### TEXT
════

Der Größenunterschied scheint ein Überrest der Evolution zu sein. Auch wenn unsere Vorfahren deutlich kleiner waren als der moderne Mensch, der Unterschied zwischen Mann und Frau war deutlich größer, belegen Fossilienfunde. "Die Frühmenschen lebten wahrscheinlich polygyn", sagt Markus Bernhard, Anthropologe an der Universität Wien. Deshalb gab es unter den Männern starke Konkurrenz um die Frauen. Wer groß und stark war, war dabei im Vorteil.

Größer als die Konkurrenten zu sein, nützt Männern noch immer, nicht nur bei Wahlen. Größere Männer haben mehr Erfolg bei Frauen und erreichen eher Führungspositionen, wie Untersuchungen belegen. Ihr Gehaltsvorteil lässt sich konkret berechnen: Dem Deutschen Institut für Wirtschaftsforschung zufolge brachte im Jahre 2002 in Deutschland jeder zusätzliche Zentimeter am Ende des Monats brutto 0,6 Prozent mehr.

Aber was ist Ursache und was Wirkung? Vielleicht haben größere Menschen einfach mehr Selbstbewusstsein, das sie in Gesprächen mit den Vorgesetzten zur Geltung bringen, spekulieren Psychologen.

════

### AUFGABENSTELLUNG
Setze bitte den Text über Körpergröße und Erfolg nach seinem letzten Satz fort.

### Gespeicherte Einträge
════

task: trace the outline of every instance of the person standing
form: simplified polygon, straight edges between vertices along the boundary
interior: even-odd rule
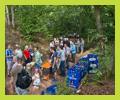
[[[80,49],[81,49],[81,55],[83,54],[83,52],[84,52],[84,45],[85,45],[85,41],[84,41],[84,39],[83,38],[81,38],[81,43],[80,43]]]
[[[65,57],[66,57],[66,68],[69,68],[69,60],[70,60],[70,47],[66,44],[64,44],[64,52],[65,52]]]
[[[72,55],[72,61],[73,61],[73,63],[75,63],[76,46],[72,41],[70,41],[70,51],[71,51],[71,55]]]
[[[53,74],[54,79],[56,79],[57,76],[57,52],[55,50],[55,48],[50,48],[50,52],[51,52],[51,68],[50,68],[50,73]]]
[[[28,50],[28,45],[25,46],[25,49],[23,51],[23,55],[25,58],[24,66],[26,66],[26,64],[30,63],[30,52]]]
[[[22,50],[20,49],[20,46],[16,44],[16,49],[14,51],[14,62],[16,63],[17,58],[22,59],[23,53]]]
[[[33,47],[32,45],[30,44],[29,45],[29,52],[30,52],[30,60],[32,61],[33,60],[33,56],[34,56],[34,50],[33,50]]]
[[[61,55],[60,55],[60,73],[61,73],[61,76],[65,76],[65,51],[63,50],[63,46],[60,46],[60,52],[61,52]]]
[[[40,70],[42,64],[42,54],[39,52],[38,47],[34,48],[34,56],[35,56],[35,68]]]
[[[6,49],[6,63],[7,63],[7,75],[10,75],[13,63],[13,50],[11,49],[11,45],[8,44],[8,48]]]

════

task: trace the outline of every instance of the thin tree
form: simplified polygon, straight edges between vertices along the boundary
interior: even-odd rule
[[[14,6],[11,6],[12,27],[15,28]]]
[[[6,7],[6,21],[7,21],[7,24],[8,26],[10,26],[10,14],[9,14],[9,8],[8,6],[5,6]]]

════

### ERGEBNIS DER AUFGABE
Wie viel Einbildung dabei eine Rolle spielt, belegt ein Versuch aus dem Jahr 1968 eindrucksvoll: Ein "Mr. England" wurde zwei Gruppen von Studenten vorgestellt, einmal als neuer Kommilitone und einmal als neuer Professor. Dann sollten beide Gruppen die Körpergröße des Neuankömmlings schätzen: Professor England war ganze zehn Zentimeter größer als Student England.

Was den Erfolg bei künftigen Präsidentenwahlen angeht, wird es für die Auguren, die sich auf den Faktor Körpergröße stützen, auf keinen Fall leichter. Denn welche Rolle Körpergröße in einem Duell "Mann gegen Frau" spielt, ist völlig unklar. George W. Bush kann es egal sein. Er darf sowieso nicht mehr antreten.